• Work task
Collect each line of the entries that holds the string "pole".

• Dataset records
BEGIN

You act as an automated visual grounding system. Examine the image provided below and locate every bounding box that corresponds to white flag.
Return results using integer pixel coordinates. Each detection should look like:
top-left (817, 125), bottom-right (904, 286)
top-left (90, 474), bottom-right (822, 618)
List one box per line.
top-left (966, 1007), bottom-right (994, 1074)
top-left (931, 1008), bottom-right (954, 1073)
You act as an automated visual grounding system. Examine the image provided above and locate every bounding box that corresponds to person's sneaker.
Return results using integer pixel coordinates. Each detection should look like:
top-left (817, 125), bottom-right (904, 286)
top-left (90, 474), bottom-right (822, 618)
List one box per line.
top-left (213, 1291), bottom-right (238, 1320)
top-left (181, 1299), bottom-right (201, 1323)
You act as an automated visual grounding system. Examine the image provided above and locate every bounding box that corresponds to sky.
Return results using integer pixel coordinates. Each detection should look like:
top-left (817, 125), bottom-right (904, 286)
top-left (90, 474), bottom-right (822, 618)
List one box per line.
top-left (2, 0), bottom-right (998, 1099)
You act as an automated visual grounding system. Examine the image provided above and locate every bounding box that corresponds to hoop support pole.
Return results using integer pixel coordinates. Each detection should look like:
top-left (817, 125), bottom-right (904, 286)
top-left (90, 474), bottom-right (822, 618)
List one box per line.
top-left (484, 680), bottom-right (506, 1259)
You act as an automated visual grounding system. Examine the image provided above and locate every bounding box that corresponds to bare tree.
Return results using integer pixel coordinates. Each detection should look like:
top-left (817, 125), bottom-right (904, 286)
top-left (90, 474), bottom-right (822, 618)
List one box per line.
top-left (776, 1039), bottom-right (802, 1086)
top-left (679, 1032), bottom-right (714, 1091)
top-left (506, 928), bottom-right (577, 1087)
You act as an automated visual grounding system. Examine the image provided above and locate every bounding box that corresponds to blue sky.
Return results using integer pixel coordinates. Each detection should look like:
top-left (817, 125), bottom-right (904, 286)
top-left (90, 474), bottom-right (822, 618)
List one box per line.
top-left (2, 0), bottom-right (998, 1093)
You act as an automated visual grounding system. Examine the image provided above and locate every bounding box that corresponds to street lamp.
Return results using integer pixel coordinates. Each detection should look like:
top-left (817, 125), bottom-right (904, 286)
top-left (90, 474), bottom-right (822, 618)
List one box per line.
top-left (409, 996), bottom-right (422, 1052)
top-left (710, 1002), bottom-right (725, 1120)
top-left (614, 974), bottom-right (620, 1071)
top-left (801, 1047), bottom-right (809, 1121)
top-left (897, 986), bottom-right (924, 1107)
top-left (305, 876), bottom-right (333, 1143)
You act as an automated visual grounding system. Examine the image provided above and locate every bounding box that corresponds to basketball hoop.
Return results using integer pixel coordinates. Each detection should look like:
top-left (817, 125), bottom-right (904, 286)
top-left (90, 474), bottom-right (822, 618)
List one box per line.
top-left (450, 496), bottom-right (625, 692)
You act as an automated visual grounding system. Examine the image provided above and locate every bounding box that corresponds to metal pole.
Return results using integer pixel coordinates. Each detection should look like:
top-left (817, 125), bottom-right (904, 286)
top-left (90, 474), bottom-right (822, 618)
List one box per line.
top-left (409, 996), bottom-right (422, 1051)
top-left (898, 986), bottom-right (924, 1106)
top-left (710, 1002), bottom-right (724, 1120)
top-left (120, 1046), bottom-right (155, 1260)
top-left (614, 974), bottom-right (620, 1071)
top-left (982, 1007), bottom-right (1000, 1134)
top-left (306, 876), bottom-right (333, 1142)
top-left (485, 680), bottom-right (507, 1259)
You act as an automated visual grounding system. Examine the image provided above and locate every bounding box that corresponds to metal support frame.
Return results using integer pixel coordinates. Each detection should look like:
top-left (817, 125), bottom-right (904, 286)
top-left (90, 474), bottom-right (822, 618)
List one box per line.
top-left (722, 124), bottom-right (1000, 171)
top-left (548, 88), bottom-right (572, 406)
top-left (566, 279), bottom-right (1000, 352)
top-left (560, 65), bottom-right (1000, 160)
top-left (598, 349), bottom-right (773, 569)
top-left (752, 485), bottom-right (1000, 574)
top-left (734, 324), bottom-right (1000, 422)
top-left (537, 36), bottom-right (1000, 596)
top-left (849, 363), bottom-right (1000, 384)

END

• Expected answer
You act as an automated visual grounding system. Examine the image provided above and locate every bounding box that corresponds to hoop support pole.
You act as an automated visual grounding system. Examine the image provided above and locate every bounding box that corresponds to metal pole.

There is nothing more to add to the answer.